# Engine code



## Jackhammer1010 (Feb 17, 2016)

Hi all,

So I'm trying to find out a bit about my car.. I've had a look in the service manual and next to engine code it says "CES CESA"

anyone got any more info? Is it Chain driven?

I've googled but not found much

Thanks

Jack


----------



## Jackhammer1010 (Feb 17, 2016)

anyone know if its chain driven?


----------



## andez1781 (May 27, 2015)

Jackhammer1010 said:


> anyone know if its chain driven?


If it is a tsfi then it is a chain the FSI had the belt it will say on the engine cover


----------



## Graham'sTT (Dec 6, 2014)

This is weighty document and needs some wading through, but you should find your TT's engine here...
https://en.wikipedia.org/wiki/List_of_V ... 6_FSI_85kW
There's a link to diesel engines towards the bottom of the document.


----------



## Jackhammer1010 (Feb 17, 2016)

Thanks guys!


----------



## trickyd (Apr 14, 2016)

andez1781 said:


> Jackhammer1010 said:
> 
> 
> > anyone know if its chain driven?
> ...


I'm confused :? 
Which MK2 engines are belt driven then?


----------



## fantasy4fun (Dec 28, 2012)

trickyd said:


> andez1781 said:
> 
> 
> > Jackhammer1010 said:
> ...


engine code: BWA (ea113)
This one belt driven:








This one chain driven:








______________
2007 2.0TFSI is belt driven.


----------



## trickyd (Apr 14, 2016)

= Source records =

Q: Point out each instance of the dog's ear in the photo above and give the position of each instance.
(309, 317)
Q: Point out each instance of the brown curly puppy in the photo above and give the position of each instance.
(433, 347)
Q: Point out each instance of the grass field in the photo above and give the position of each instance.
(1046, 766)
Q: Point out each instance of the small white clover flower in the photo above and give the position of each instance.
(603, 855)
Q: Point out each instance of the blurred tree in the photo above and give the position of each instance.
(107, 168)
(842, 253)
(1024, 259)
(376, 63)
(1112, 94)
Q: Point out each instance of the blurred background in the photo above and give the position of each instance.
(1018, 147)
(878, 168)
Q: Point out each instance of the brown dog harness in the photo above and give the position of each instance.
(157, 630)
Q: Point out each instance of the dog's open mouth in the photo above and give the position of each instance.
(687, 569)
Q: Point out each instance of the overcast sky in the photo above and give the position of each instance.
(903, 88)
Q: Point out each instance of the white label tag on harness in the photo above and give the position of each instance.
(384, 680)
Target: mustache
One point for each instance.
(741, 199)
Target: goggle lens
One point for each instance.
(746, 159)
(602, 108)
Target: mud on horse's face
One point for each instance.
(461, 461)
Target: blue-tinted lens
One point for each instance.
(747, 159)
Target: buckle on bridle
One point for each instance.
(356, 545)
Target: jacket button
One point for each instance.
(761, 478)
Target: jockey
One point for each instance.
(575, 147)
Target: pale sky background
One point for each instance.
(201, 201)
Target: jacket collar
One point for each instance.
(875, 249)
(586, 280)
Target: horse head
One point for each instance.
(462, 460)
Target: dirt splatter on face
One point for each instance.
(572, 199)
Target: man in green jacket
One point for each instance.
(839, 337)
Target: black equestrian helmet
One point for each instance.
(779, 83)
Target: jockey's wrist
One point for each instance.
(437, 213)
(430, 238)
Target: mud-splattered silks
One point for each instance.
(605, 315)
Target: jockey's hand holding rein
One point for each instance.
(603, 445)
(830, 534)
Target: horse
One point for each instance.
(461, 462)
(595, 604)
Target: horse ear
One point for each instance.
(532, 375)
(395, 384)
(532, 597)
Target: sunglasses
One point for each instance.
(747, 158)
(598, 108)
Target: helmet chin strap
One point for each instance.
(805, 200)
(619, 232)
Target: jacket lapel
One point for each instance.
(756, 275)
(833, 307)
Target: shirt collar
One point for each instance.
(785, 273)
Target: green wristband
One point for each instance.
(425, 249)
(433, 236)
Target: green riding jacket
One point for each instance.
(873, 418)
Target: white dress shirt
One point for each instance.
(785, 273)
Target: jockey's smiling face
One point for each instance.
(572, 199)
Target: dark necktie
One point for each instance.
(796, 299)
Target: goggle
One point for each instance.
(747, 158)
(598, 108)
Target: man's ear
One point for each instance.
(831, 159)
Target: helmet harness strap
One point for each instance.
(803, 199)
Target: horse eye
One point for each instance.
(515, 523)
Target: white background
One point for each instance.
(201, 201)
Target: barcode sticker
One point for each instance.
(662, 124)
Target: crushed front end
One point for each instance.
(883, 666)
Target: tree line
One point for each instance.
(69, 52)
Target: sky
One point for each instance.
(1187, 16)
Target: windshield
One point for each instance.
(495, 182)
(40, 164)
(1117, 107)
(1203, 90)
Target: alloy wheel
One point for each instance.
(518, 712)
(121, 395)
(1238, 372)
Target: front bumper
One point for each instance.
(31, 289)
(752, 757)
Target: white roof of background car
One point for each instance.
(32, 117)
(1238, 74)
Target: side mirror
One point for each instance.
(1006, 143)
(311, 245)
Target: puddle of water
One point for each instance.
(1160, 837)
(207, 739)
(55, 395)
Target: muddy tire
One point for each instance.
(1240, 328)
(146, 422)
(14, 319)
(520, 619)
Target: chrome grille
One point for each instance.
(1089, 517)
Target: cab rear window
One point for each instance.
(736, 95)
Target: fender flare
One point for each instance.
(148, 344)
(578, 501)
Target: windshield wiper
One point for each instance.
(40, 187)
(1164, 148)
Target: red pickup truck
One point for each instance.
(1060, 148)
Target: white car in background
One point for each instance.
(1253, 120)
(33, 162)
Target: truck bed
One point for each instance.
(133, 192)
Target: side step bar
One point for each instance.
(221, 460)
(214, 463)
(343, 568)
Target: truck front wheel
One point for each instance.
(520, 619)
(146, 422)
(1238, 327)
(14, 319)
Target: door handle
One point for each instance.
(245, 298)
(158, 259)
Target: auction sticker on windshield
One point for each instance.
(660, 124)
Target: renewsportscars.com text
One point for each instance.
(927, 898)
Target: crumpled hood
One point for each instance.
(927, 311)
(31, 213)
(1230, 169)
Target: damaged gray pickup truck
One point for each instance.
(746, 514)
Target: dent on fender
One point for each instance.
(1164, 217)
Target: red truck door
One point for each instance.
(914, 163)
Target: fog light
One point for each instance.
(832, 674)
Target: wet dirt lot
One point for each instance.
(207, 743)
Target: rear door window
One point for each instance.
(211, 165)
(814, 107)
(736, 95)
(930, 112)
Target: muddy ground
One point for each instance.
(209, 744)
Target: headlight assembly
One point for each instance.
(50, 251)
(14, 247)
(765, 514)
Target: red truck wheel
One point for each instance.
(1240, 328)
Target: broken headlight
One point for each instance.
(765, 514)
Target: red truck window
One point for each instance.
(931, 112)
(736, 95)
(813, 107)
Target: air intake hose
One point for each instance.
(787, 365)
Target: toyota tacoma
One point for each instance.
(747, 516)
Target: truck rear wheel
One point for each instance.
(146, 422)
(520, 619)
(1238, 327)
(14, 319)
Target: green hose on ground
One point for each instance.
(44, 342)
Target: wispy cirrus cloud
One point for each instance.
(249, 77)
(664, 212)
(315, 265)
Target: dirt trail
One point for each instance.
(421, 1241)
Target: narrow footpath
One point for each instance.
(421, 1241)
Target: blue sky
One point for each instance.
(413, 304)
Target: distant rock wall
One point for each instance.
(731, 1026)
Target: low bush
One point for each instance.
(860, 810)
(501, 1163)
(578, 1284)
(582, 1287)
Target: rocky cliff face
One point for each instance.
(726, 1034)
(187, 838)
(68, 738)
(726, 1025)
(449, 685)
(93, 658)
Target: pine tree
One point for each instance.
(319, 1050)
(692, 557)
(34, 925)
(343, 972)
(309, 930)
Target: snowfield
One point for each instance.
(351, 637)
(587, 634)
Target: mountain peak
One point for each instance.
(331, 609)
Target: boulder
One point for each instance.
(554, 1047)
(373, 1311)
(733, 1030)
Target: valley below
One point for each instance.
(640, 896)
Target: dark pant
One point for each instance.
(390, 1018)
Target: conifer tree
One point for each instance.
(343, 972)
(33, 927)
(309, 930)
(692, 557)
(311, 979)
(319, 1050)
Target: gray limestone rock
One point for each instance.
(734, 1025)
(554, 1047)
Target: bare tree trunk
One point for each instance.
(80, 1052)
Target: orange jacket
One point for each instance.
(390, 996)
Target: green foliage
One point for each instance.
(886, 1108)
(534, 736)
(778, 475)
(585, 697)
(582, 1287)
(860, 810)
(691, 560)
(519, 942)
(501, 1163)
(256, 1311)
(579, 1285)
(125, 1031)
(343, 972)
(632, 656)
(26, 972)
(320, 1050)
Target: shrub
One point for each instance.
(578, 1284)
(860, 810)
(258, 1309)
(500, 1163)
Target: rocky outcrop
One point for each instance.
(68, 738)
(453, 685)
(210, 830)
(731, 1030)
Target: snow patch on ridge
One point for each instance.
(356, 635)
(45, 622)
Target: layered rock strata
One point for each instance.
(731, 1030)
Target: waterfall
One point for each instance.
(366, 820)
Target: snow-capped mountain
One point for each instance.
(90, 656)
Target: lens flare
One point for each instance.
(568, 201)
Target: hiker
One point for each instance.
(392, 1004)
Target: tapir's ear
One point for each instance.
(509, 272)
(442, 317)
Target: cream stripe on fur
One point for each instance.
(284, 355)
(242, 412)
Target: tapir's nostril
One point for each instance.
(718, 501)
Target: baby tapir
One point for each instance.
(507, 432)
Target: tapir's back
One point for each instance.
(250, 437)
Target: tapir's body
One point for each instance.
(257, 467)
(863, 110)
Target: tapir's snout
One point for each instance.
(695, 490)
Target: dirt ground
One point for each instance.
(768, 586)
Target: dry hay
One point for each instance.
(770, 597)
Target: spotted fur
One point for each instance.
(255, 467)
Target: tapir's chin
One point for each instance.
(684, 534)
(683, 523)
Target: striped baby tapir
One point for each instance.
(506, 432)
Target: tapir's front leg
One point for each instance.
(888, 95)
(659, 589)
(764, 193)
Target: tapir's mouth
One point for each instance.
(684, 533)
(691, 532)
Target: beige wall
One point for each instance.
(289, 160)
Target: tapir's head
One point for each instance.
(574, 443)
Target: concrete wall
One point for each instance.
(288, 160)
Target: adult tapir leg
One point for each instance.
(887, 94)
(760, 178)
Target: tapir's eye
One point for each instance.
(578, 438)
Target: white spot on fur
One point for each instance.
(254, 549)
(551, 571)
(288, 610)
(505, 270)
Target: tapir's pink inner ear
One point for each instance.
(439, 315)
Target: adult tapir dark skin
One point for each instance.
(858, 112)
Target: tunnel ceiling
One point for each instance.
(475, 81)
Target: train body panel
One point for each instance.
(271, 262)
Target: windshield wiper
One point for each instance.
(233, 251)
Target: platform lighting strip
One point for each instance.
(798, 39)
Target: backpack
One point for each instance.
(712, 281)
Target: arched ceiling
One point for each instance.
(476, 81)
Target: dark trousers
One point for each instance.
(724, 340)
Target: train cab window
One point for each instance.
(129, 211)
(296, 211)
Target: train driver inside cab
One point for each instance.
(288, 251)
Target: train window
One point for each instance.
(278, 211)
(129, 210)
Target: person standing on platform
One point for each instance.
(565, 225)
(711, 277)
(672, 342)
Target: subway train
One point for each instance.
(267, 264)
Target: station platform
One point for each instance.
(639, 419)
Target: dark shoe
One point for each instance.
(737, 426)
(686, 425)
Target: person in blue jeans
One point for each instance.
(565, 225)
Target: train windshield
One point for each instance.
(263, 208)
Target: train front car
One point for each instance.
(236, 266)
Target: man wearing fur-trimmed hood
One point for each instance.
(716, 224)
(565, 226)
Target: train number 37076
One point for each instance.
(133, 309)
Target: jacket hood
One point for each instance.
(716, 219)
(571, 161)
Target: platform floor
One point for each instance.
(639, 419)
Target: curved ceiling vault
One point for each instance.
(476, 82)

= Tasks and exercises =
1. List every distinct username that appears as a post header in the engine code thread.
2. From the listing, write out the lines starting at the line that contains "Target: truck front wheel" and ending at the line that contains "(1164, 217)", including both of those lines.
The forum thread and the listing come from unrelated sources.

= Answers given =
1. Jackhammer1010, andez1781, Graham'sTT, trickyd, fantasy4fun

2.
Target: truck front wheel
One point for each instance.
(520, 619)
(146, 422)
(1238, 327)
(14, 319)
Target: door handle
One point for each instance.
(245, 298)
(158, 259)
Target: auction sticker on windshield
One point for each instance.
(660, 124)
Target: renewsportscars.com text
One point for each instance.
(927, 898)
Target: crumpled hood
One point for each instance.
(927, 311)
(31, 213)
(1230, 169)
Target: damaged gray pickup truck
One point for each instance.
(746, 514)
Target: dent on fender
One point for each instance.
(1164, 217)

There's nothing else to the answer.